(Data entries)

· · · ·

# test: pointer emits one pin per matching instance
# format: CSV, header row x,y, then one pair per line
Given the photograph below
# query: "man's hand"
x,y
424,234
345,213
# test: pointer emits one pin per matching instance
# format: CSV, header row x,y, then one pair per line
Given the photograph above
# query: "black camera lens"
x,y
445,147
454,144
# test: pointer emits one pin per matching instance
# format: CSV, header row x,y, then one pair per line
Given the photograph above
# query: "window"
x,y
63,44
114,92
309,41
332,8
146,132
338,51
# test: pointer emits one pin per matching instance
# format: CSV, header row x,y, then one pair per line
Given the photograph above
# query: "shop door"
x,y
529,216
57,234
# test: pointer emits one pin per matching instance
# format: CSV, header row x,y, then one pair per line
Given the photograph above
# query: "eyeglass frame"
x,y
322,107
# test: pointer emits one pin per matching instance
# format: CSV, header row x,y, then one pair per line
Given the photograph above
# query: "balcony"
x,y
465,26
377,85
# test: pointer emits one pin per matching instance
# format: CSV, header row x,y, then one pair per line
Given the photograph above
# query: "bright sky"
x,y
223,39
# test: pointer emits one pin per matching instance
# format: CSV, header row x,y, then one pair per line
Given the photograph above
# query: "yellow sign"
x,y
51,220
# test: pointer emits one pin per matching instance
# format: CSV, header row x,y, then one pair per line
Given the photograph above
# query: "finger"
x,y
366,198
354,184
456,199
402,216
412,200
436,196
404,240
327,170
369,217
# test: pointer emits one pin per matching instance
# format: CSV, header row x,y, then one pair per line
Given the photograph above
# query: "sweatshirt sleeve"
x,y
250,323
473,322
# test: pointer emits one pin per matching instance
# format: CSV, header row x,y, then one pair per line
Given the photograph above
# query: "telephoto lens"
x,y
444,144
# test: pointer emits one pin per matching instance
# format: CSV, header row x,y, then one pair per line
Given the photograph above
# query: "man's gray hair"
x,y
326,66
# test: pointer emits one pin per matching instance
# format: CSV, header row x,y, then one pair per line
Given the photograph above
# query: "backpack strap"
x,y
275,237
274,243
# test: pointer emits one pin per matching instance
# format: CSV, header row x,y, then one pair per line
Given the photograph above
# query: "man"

· · · ·

The exercise
Filter the lines above, keeping only those that contain the word "lens", and copy each one out.

Result for this task
# query: "black camera lens"
# query: "telephoto lens"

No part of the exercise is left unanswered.